_Items listed in a dataset_.
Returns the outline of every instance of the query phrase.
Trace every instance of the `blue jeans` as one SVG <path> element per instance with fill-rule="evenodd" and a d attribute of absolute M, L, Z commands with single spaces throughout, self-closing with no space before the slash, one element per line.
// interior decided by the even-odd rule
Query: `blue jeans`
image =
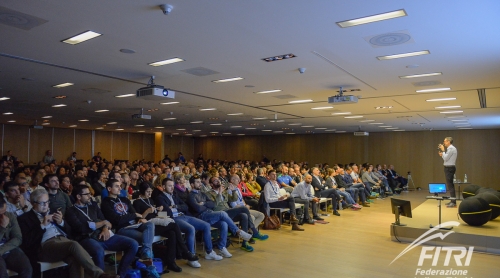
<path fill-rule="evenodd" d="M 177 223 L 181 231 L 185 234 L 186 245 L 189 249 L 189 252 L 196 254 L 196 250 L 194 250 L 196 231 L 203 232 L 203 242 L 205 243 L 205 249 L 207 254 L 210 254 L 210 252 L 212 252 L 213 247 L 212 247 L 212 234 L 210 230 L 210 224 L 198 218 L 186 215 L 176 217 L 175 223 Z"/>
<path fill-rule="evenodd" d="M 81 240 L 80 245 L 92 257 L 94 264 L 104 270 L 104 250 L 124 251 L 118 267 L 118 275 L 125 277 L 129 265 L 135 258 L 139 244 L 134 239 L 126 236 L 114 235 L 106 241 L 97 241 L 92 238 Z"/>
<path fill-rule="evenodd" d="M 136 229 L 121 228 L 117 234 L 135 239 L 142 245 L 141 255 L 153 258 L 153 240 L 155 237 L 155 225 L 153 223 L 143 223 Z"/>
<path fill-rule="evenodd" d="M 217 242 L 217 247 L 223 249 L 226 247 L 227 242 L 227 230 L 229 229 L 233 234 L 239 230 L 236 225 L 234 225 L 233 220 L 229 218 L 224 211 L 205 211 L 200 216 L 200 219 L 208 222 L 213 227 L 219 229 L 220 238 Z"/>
==
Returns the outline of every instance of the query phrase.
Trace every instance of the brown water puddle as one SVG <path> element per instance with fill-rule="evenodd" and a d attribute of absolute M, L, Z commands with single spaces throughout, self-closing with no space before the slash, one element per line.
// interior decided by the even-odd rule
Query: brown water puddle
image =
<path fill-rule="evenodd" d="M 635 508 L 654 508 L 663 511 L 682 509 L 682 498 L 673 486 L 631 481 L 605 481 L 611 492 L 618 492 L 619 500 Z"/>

_Your task_.
Report every line of the records that contains the word "puddle", treating uppercase and lowercase as different.

_Solution for this task_.
Trace every instance of the brown water puddle as one SVG <path> element per instance with fill-rule="evenodd" and a d attribute of absolute M, L, Z commands with single spaces throughout, self-closing with no space before the slash, one element per line.
Query: brown water puddle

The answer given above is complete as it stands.